_LISTED RECORDS_:

* * * * *

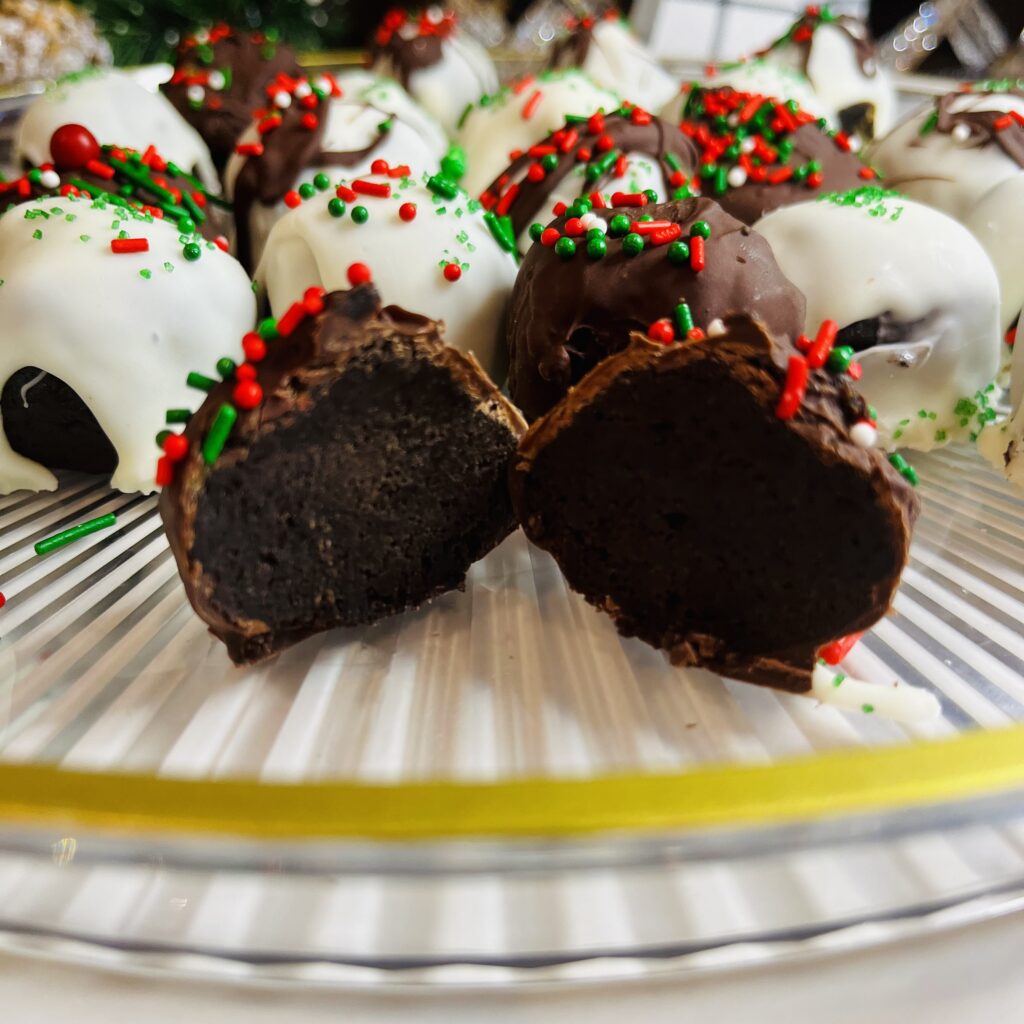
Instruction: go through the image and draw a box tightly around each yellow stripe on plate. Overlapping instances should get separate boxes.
[0,725,1023,841]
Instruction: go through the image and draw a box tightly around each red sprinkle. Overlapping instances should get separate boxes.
[806,319,838,369]
[155,456,173,487]
[647,319,675,344]
[110,238,149,254]
[336,185,357,202]
[795,334,812,353]
[551,201,568,216]
[611,191,646,207]
[214,236,229,253]
[301,112,319,131]
[352,178,391,198]
[630,107,652,126]
[85,159,115,179]
[650,224,682,245]
[399,202,417,221]
[521,89,542,120]
[595,134,614,152]
[527,163,545,182]
[847,361,863,381]
[806,171,824,188]
[276,301,308,337]
[242,332,266,362]
[495,182,519,217]
[388,164,411,178]
[775,354,809,420]
[370,158,390,174]
[235,363,258,381]
[162,434,189,462]
[235,141,263,157]
[819,631,864,665]
[690,234,705,272]
[443,262,462,282]
[233,380,263,410]
[587,112,605,134]
[347,262,372,286]
[589,192,606,208]
[858,166,877,180]
[303,286,326,315]
[559,129,579,153]
[564,217,585,237]
[540,227,560,247]
[283,190,301,208]
[631,219,672,235]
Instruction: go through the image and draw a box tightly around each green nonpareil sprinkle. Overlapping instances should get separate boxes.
[202,403,237,464]
[35,512,117,555]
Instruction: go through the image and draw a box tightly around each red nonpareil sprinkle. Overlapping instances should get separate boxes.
[611,191,646,207]
[690,234,705,271]
[388,164,411,178]
[993,114,1013,131]
[143,206,163,219]
[242,332,266,362]
[833,132,851,152]
[806,171,824,188]
[521,89,542,120]
[214,236,229,252]
[300,94,318,110]
[647,319,674,344]
[564,217,585,237]
[0,592,5,610]
[479,191,495,210]
[858,166,876,180]
[235,363,257,381]
[495,182,519,217]
[575,147,592,163]
[630,107,652,126]
[775,354,809,420]
[370,158,390,174]
[650,224,682,245]
[155,455,173,487]
[303,286,326,315]
[806,319,838,369]
[276,301,308,337]
[819,631,864,665]
[587,112,605,134]
[283,190,301,208]
[399,202,417,221]
[631,219,672,235]
[443,262,462,282]
[110,238,149,254]
[336,184,357,202]
[233,380,263,409]
[595,133,614,152]
[527,163,545,182]
[86,159,115,179]
[347,262,372,286]
[669,170,687,188]
[540,227,560,247]
[162,433,189,462]
[301,112,319,130]
[687,327,706,341]
[352,178,391,198]
[191,191,207,208]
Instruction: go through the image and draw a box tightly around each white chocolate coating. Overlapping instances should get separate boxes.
[869,91,1024,220]
[0,195,255,494]
[225,100,442,270]
[256,172,517,381]
[963,172,1024,333]
[334,69,449,159]
[16,68,218,191]
[370,30,497,136]
[662,59,834,127]
[765,21,895,138]
[459,70,619,196]
[566,18,677,113]
[756,190,1001,451]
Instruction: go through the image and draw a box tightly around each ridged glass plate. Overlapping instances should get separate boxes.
[0,445,1021,983]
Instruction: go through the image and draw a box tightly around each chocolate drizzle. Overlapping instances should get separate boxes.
[760,9,878,78]
[930,88,1024,169]
[368,9,452,89]
[480,109,698,244]
[506,196,807,421]
[162,27,301,174]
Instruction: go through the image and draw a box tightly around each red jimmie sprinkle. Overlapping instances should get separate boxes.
[521,89,542,120]
[611,192,647,207]
[589,192,606,208]
[336,185,357,202]
[303,286,326,315]
[214,236,229,252]
[559,128,579,153]
[275,301,308,337]
[650,224,682,245]
[155,456,173,487]
[806,319,838,369]
[631,219,672,235]
[775,354,809,420]
[110,238,149,254]
[795,334,812,353]
[352,179,391,198]
[388,164,411,178]
[495,182,519,217]
[819,631,864,665]
[347,262,372,286]
[847,360,863,381]
[689,234,705,271]
[86,159,115,180]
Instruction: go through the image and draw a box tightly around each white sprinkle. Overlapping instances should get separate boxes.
[727,114,739,127]
[208,70,226,90]
[951,122,972,144]
[186,84,205,104]
[727,166,748,188]
[294,81,312,99]
[579,212,606,233]
[314,75,332,95]
[740,137,757,154]
[274,91,292,109]
[707,318,727,337]
[194,29,209,44]
[39,169,60,189]
[850,420,878,448]
[848,135,862,153]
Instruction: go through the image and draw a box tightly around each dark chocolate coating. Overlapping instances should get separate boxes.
[368,16,445,89]
[511,317,919,692]
[1,368,117,476]
[162,30,302,175]
[760,12,878,77]
[506,196,806,421]
[160,286,526,664]
[480,110,697,245]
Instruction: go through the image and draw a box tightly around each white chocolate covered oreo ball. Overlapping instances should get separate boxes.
[459,69,619,196]
[547,11,677,113]
[0,194,255,494]
[224,71,443,271]
[16,68,218,191]
[756,187,1002,451]
[256,171,517,380]
[368,8,497,136]
[869,82,1024,221]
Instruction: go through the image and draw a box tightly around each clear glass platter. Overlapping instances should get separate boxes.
[0,445,1020,985]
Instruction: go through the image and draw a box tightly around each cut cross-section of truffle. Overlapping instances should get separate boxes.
[160,284,526,664]
[510,317,919,693]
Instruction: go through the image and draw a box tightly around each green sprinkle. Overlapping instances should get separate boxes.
[919,110,939,136]
[568,198,592,218]
[298,182,316,200]
[182,242,202,261]
[79,234,90,242]
[712,166,728,195]
[166,409,191,424]
[35,512,117,555]
[667,240,690,265]
[672,185,693,201]
[541,153,558,172]
[529,222,544,242]
[187,371,217,392]
[351,205,369,224]
[832,673,846,688]
[216,357,236,379]
[155,429,171,447]
[426,174,459,200]
[585,149,619,183]
[586,235,607,259]
[643,189,659,204]
[328,198,346,218]
[554,236,577,259]
[257,317,280,341]
[622,232,644,256]
[861,703,875,714]
[163,261,173,273]
[608,213,630,237]
[888,452,919,487]
[139,269,151,279]
[483,210,516,254]
[202,403,237,465]
[689,219,711,239]
[664,151,682,173]
[313,172,330,191]
[32,229,42,240]
[827,345,855,373]
[675,301,694,336]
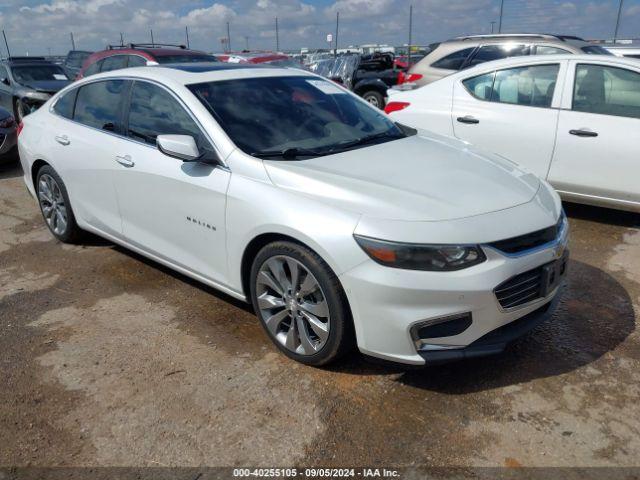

* * * * *

_AIM OF THE TASK_:
If an entry holds a picture, skip the picture and print the rest of the data exactly.

_ANSWER SPACE_:
Instruction: go through the image and draw a box tightly around each yellow stripe on plate. Overlapping instances should get separate boxes.
[0,725,1023,841]
Instruction: go through the image and draw a box tightly around each red sprinkle. Overlapping instances should get separate boxes.
[806,319,838,369]
[155,456,173,487]
[647,319,675,344]
[110,238,149,254]
[336,185,357,202]
[795,334,812,353]
[551,201,568,216]
[611,191,646,207]
[214,236,229,253]
[301,112,319,131]
[352,178,391,198]
[630,107,652,126]
[85,159,115,179]
[650,224,682,245]
[399,202,417,221]
[521,89,542,120]
[595,134,614,152]
[527,163,545,182]
[847,361,863,381]
[806,171,824,188]
[276,301,308,337]
[242,332,266,362]
[495,182,519,217]
[388,164,411,178]
[775,354,809,420]
[370,158,390,174]
[235,363,258,381]
[162,434,189,462]
[235,141,263,157]
[819,631,864,665]
[690,234,705,272]
[443,262,462,282]
[233,380,263,410]
[587,112,605,134]
[347,262,372,286]
[589,192,606,208]
[858,166,877,180]
[303,286,326,315]
[559,129,579,153]
[564,217,585,237]
[540,227,560,247]
[283,190,301,208]
[631,219,672,235]
Instruction: go through the image and draw a box tightly around each green nonpareil sprinkle. Overlapping instances should get separate boxes.
[202,403,237,464]
[35,512,117,555]
Instruction: go through the image and draw a box tightly around each red nonpareil sprinkle. Overlapping instances should get separate boxes.
[611,191,646,207]
[690,234,705,271]
[388,164,411,178]
[993,114,1013,131]
[143,206,163,219]
[242,332,266,362]
[833,132,851,152]
[806,171,824,188]
[521,89,542,120]
[214,236,229,252]
[300,94,318,110]
[647,319,674,344]
[564,217,585,237]
[0,592,5,610]
[479,191,495,210]
[858,166,876,180]
[235,363,257,381]
[495,182,519,217]
[575,147,592,163]
[630,107,652,126]
[775,354,809,420]
[370,158,390,174]
[650,224,682,245]
[155,455,173,487]
[303,286,326,315]
[806,319,838,369]
[276,301,308,337]
[819,631,864,665]
[587,112,605,134]
[283,190,301,208]
[399,202,417,221]
[631,219,672,235]
[443,262,462,282]
[110,238,149,254]
[336,184,357,202]
[233,380,263,409]
[595,133,614,152]
[527,163,545,182]
[86,159,115,179]
[347,262,372,286]
[669,170,687,188]
[540,227,560,247]
[162,433,189,462]
[301,112,319,130]
[687,327,706,341]
[352,178,391,198]
[191,191,207,208]
Instruction: go through the image and draw a box tightly around each white chocolate coating. Overlapping instances should get separate boxes.
[869,91,1024,220]
[0,195,255,494]
[225,100,442,270]
[256,172,517,381]
[963,172,1024,333]
[334,69,449,159]
[16,68,218,191]
[370,30,497,136]
[662,59,834,127]
[765,21,895,138]
[459,70,619,196]
[566,18,677,113]
[756,190,1001,451]
Instruction: go through the image and draw a box tightly around each ridged glass plate. Overlapping instances should get separate boxes.
[0,445,1021,983]
Instruction: go through the image and draw a box tightly around each chocolate drizzle. Overlapping instances should get separate boxes.
[760,9,878,78]
[930,88,1024,169]
[368,9,452,89]
[480,109,698,244]
[506,196,807,421]
[162,27,301,174]
Instruction: go through the image and draw a box tightly around each red jimmie sprinkle. Overlapping instances should get separate boxes.
[521,89,542,120]
[611,192,647,207]
[589,192,606,208]
[336,185,357,202]
[303,286,326,315]
[214,236,229,252]
[559,128,579,153]
[275,301,308,337]
[650,224,682,245]
[155,456,173,487]
[806,319,838,369]
[631,219,672,235]
[775,354,809,420]
[110,238,149,254]
[795,334,812,353]
[352,179,391,198]
[388,164,411,178]
[495,182,519,217]
[819,631,864,665]
[347,262,372,286]
[847,360,863,381]
[689,234,705,271]
[86,159,115,180]
Instruction: go through the image and draw a box tightly around each white sprinkle. Overlapping instances should get separate boxes.
[727,114,739,127]
[208,70,226,90]
[951,122,972,144]
[186,84,205,104]
[727,166,748,188]
[294,81,312,99]
[579,212,606,233]
[314,75,332,95]
[740,137,757,154]
[274,91,292,109]
[707,318,727,337]
[194,29,209,44]
[39,169,60,189]
[850,420,878,448]
[848,135,862,153]
Instruction: go through the image and draw a box tightly around each dark chocolate coating. Overlapping instances should get separate boxes.
[368,16,445,89]
[511,317,919,692]
[1,368,117,476]
[162,30,302,175]
[760,12,878,77]
[506,196,806,421]
[160,286,526,664]
[480,110,697,245]
Instruction: go through the image and draw a box tightly around each white chocolate covered oreo ball. Overlapping instances should get separate boxes.
[459,69,619,196]
[547,11,677,113]
[0,194,255,494]
[224,71,443,271]
[16,68,218,191]
[756,187,1002,451]
[256,171,517,380]
[368,8,497,136]
[869,82,1024,221]
Instruction: go through the image and draw a box tightly around each clear glass platter. Overlapping instances should get separate boxes.
[0,445,1020,985]
Instruction: go through the image and draw a box tightly around each cut cross-section of truffle. Overlapping instances should get separate boxes.
[160,284,526,664]
[510,317,919,693]
Instruction: go through the image and draw a box tightly around each green sprinkle. Overlapping instances should get separate boxes.
[919,110,939,136]
[568,198,592,218]
[298,182,316,200]
[182,242,202,261]
[79,234,90,242]
[712,166,728,195]
[166,409,191,424]
[35,512,117,555]
[667,240,690,265]
[672,185,693,201]
[541,153,558,172]
[529,222,544,242]
[187,371,217,392]
[351,205,369,224]
[832,673,846,688]
[216,357,236,379]
[155,429,171,447]
[426,174,459,200]
[585,149,619,183]
[586,235,607,259]
[643,189,659,204]
[328,198,346,218]
[554,236,577,259]
[257,317,280,341]
[622,232,644,256]
[861,703,875,714]
[163,261,173,273]
[608,213,630,237]
[888,452,919,487]
[139,269,151,279]
[483,210,516,254]
[202,403,237,465]
[689,219,711,239]
[664,151,682,173]
[313,172,330,191]
[32,229,42,240]
[827,345,855,373]
[675,301,694,336]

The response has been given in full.